INSTRUCTION: Locate every line in the entries below that contains the string "tree", and copy each of those lines.

SOURCE RECORDS:
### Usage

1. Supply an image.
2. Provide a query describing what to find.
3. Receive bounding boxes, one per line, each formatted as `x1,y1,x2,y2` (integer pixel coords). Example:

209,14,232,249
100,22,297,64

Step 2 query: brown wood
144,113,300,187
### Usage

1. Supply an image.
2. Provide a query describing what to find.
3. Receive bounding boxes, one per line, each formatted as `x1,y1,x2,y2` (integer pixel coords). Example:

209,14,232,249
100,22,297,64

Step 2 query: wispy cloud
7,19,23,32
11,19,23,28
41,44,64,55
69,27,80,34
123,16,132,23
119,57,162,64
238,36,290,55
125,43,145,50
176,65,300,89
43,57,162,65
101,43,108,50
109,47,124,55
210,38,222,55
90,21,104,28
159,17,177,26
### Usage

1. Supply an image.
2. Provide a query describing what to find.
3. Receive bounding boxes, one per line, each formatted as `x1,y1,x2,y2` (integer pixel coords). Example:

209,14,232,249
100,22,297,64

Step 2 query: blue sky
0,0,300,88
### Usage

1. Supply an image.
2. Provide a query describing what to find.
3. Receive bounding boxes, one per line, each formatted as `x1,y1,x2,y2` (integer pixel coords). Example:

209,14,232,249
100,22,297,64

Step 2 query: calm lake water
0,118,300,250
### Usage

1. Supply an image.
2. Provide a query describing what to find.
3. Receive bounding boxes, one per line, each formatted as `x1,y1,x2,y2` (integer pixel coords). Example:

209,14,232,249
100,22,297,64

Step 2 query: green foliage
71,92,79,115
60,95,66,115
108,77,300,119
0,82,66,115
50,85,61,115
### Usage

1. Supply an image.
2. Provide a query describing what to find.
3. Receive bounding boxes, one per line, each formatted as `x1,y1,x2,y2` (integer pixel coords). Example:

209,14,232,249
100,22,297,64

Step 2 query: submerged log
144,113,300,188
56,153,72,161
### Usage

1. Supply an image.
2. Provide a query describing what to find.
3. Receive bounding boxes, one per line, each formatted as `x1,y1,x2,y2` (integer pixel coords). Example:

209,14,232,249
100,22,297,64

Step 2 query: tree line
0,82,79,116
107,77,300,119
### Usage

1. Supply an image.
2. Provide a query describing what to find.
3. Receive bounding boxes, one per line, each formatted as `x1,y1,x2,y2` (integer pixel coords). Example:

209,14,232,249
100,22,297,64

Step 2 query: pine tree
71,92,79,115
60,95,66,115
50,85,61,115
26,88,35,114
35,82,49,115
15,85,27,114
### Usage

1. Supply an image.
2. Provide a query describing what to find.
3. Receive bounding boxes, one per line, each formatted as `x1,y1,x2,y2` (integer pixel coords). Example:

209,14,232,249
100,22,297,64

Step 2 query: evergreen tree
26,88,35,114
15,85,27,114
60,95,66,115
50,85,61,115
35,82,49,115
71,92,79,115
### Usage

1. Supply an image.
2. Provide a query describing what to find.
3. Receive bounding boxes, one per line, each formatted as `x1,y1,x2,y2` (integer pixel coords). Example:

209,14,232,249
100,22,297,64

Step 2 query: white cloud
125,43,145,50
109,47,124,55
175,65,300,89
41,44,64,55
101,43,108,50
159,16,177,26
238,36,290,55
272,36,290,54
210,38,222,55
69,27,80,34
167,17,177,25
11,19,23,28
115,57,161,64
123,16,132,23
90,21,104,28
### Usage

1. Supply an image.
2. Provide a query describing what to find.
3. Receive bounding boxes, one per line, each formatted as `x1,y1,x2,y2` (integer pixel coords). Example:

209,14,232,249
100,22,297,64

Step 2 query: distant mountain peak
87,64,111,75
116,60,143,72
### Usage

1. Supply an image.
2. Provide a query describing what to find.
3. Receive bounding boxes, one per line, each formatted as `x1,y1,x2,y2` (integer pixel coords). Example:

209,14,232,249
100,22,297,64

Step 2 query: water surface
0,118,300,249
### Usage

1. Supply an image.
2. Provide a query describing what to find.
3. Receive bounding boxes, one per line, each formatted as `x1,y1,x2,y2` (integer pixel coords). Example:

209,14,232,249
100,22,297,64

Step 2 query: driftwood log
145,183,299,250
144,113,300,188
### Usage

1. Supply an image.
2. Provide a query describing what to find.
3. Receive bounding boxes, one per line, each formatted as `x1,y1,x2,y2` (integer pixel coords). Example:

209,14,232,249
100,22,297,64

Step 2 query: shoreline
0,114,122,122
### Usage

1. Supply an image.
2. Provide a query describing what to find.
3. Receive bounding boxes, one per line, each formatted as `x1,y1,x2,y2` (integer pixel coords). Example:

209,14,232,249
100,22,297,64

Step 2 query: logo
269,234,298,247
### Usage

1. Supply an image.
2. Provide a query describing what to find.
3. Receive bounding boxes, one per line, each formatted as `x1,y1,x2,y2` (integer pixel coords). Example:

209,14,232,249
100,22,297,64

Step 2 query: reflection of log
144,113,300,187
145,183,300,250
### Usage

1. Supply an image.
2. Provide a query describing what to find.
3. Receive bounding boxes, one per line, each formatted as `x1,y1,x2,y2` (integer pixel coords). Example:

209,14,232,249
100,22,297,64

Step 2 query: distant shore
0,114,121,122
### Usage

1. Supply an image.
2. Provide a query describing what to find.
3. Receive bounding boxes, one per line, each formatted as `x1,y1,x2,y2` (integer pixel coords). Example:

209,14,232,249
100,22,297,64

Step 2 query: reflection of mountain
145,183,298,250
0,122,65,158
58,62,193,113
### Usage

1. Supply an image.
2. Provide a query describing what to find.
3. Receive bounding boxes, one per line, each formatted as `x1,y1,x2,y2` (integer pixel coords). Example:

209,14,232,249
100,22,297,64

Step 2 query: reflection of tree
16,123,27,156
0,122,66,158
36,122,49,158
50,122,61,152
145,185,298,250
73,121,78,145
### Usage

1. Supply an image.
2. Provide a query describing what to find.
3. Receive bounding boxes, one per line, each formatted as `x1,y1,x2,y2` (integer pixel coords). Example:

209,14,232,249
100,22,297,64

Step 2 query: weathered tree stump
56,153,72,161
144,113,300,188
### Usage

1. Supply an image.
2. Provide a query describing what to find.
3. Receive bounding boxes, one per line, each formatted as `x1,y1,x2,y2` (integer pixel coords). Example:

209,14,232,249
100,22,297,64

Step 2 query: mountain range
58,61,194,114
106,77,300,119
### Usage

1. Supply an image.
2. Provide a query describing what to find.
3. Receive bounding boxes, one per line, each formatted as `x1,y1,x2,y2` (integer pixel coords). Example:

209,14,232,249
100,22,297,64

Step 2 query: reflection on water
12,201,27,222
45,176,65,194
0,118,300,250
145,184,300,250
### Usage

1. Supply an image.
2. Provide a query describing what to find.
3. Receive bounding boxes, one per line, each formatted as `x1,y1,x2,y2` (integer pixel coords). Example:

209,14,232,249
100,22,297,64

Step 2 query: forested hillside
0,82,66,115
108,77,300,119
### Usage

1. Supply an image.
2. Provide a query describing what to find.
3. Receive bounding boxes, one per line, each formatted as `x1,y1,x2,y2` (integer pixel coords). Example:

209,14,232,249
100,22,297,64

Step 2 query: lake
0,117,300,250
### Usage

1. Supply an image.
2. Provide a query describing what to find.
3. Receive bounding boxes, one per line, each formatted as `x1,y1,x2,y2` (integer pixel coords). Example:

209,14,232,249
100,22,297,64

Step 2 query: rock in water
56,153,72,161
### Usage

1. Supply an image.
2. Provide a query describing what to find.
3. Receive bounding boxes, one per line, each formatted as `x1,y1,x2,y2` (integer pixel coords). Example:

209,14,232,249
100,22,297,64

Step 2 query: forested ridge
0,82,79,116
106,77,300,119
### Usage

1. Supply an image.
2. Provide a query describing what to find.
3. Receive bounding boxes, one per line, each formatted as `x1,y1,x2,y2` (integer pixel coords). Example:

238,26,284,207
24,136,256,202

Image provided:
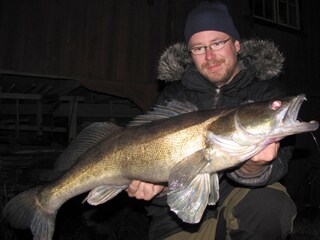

TASK RESPONSE:
Step 2 query: tree line
Step 2 query: pine tree
Step 2 query: evergreen tree
Step 2 query: reflection of tree
Step 2 query: weathered tree stump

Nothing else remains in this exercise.